[TASK PROMPT] Reproduce word for word the stretch of the a la carte cable article below from "The bill also" through "local sports broadcasts.".
-- BEGIN GIVEN PASSAGE --
A La Carte Cable: Why Pay for Channels You Don’t Watch?

If you have cable or satellite TV, then you are probably paying for channels that you either never watch or did not even know that you had. This is because cable and satellite TV providers sell “bundles” of packages in their different subscription packages. You buy a package, and those are the channels you get. If you want a specific channel, then you better buy a package that includes it. Wouldn’t it be nice to order and pay for only the channels that you want? Well, new legislation introduced in the Senate would force cable companies to do just that.

The bill is known as the Television Consumer Freedom Act of 2013 and was sponsored by Senator John McCain. The bill would require cable and satellite TV providers to offer “a la carte” channel ordering for consumers. Basically, you could pick the channels that you want out of your provider’s “channel menu” and order only the channels that you wish to pay for. McCain argues that the current practice of bundling the channels forces consumers to pay money for content that they do not want.

Critics of the “a la carte” approach argue that if a person is willing to pay to have access to the channels that they want to watch, then what they are really paying for is access to those channels and any extra channels received are just a bonus. Additionally, the National Cable and Telecommunications Association opposes the “a la carte” approach on the grounds that bundling channels offers better channel diversity and encourages development of specially targeted programming. This argument has arguably lost some weight with the advent of original programming by Netflix, Amazon, Hulu, and other streaming platforms.

The bill also addressed two other areas: (1) the threat of major networks, such as Fox and CBS, to move to paid channels and (2) blackouts of local sports broadcasts.

First, major broadcast networks began their threats to move to paid programming in the wake of the Aereo decision in the Second Circuit. The bill would punish major networks if they decide to move their programming to cable by denying them access to broadcast airwaves that they currently receive for free.

Additionally, the NFL and several other major sports leagues have a blackout policy for locally broadcast games if they do not sell a required number of tickets to the game. The bill would outlaw that practice in situations where public funds are used to build the team’s stadium. Many teams require public assistance in funding their new stadiums, and the bill argued that denying local citizens the ability to watch a team that their tax dollars help fund is unconscionable.

The Regulatory Framework: Cable, Broadcast, and the FCC

The debate over a la carte cable is fundamentally a debate about federal regulation of media markets. Cable and satellite TV providers are regulated under the Cable Communications Policy Act of 1984 and subsequent amendments, including the Cable Television Consumer Protection and Competition Act of 1992. The Federal Communications Commission (FCC) has jurisdiction over cable rates, must-carry obligations, and the retransmission consent framework that governs the relationship between broadcast networks and cable operators.
-- END GIVEN PASSAGE --
-- BEGIN GIVEN DATA --
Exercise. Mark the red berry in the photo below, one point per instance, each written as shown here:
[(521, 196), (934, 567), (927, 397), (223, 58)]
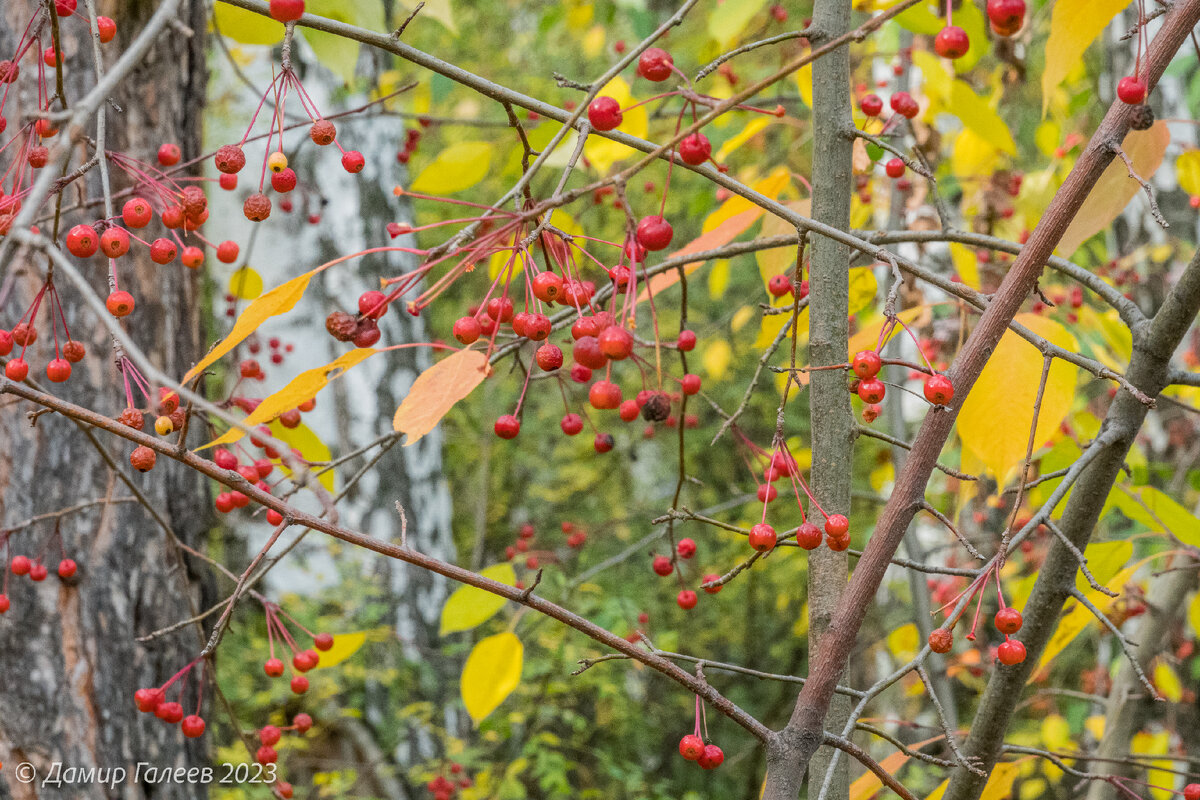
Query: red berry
[(549, 356), (1011, 653), (871, 390), (941, 641), (654, 64), (58, 370), (16, 370), (763, 537), (1131, 90), (547, 287), (1008, 620), (508, 427), (137, 212), (193, 727), (654, 233), (604, 113), (691, 747), (287, 11), (713, 756), (837, 525), (1007, 14), (83, 241), (695, 149), (871, 104), (114, 242), (939, 390), (952, 42), (169, 155), (867, 364), (107, 29)]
-- END GIVEN DATA --
[SOLUTION TO THIS PROBLEM]
The bill also addressed two other areas: (1) the threat of major networks, such as Fox and CBS, to move to paid channels and (2) blackouts of local sports broadcasts.